▶ EXCERPTED TEXT
━━━━━━━━━━━━━━━━━━━━━━━━━━━━━━

Overall, I think the habitat will be great for him and will take some time to set up. In the meantime he will be living comfortable inside with only occasional (every day or two) short visits to the outdoors under supervision. All he needs to do is get growing and enjoy the good life.

I think my biggest two questions are:

1) In a climate like mine (see above), what is a good age to reasonably place a young tortoise outside full-time in a garden-type scenario?

2) Does anyone have any good suggestions for keeping them cool outdoors when the temperatures get really high? (Small-scale, periodic misting? Different "burrow" design? Etc.)

I appreciate everyone's help. I've already gotten tons of information just from reading through old/new posts the past few weeks.


----------



## Tom (Sep 9, 2012)

Your temps will be fine, as long as there are areas to escape the sun and heat. If people in Phoenix can do it, ANYONE can do it. Here's how I did it:

http://www.tortoiseforum.org/Thread-Daisy-s-New-Enclosure#axzz1bv5qbbcz

In my opinion, underground is the way to go. When temps are 110+ here everyday for weeks, my temps in that burrow creep into the low 80's. In the winter with night temps in the 20's, my burrow stays around 80 since that's where my thermostat is set for winter.

I move mine outside permanently when they are around 8-10". Once they are around 4" they stay outside all day everyday, weather permitting. I start brand new tiny hatchlings with an hour or two of outside time and gradually increase that as they gain size.

━━━━━━━━━━━━━━━━━━━━━━━━━━━━━━

▶ SHORT TASK
Write what comes next in the tortoise forum thread, starting after its last sentence. The entries have no connection to the tortoise forum thread.

▶ DATA
━━━━━━━━━━━━━━━━━━━━━━━━━━━━━━

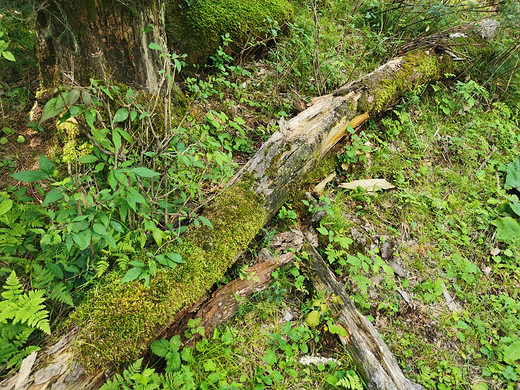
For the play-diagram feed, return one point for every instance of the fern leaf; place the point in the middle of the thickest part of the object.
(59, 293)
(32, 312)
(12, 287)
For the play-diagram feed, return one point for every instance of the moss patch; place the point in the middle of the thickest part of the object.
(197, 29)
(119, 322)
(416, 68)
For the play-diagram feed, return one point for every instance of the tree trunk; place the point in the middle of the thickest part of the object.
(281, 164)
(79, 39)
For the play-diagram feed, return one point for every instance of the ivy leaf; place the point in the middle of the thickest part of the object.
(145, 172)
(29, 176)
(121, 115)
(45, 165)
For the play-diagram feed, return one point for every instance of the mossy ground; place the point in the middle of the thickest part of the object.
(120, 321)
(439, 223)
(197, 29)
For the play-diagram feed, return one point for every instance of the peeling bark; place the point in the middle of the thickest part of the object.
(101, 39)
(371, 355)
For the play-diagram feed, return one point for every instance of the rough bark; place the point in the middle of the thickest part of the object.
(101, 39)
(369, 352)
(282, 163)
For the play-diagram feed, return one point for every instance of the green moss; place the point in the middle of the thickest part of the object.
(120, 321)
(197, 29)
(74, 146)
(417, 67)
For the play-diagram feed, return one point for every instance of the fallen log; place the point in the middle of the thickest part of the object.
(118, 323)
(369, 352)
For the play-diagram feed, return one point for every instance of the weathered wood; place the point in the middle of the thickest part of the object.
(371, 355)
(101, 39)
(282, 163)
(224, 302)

━━━━━━━━━━━━━━━━━━━━━━━━━━━━━━

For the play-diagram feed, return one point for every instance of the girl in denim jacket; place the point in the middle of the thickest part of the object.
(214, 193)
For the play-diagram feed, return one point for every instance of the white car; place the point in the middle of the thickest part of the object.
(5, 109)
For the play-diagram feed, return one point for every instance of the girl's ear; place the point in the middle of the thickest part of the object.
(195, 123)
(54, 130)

━━━━━━━━━━━━━━━━━━━━━━━━━━━━━━

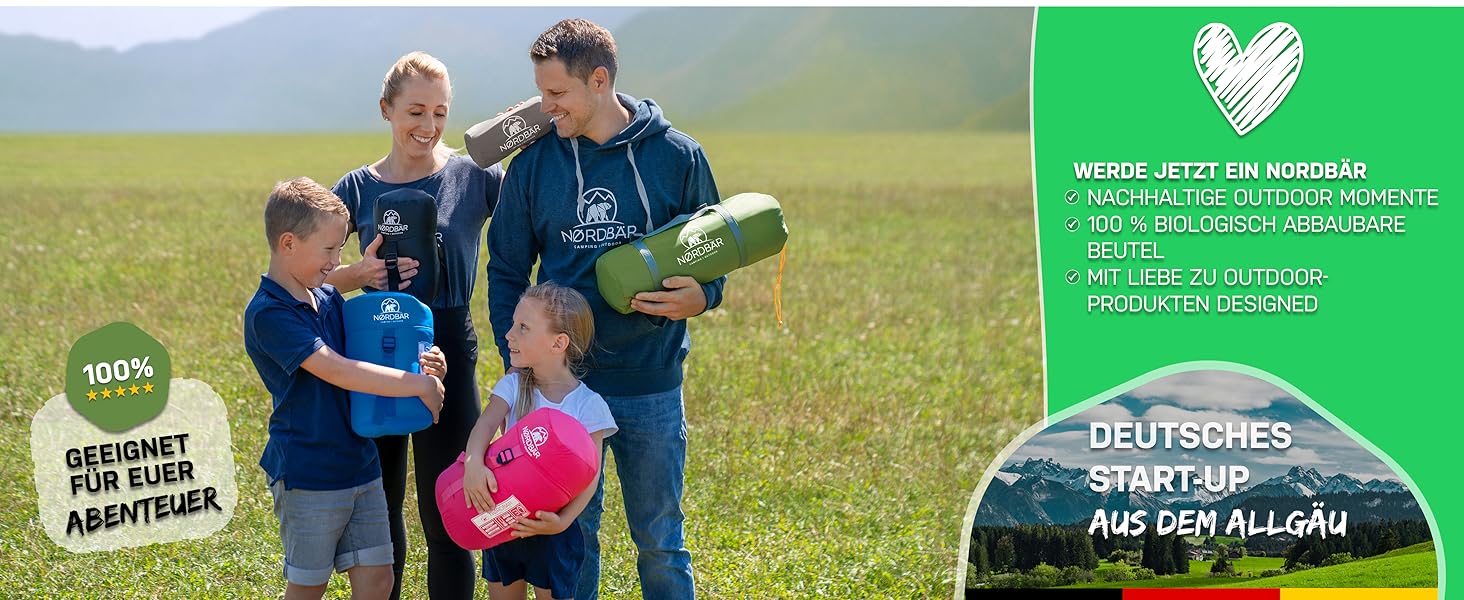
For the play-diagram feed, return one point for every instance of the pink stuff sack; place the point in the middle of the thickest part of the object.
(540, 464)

━━━━━━━━━━━━━━━━━━━━━━━━━━━━━━

▶ EXERCISE RESULT
If yours grows "normally", you will be putting him outside in the spring and likely leaving him outside for the next winter...


----------



## ra94131 (Sep 10, 2012)

Have you ever run into a problem with water accumulation in your underground "burrows"? I'm not sure what your soil is like, but near me we can have a layer of clay that really holds water. Any suggestios for dealing with this?

My lot has pretty good drainage, but even at the highest point I think water would accumulate in a hole of any depth. The land is all pretty flat out here. I was thinking maybe some small-ish gravel ditches for water diversion, but that may end up useless in a real good storm.

Once I get started on this project I will create a new post to catalog the whole process, but I'm still just doing a lot of preliminary research.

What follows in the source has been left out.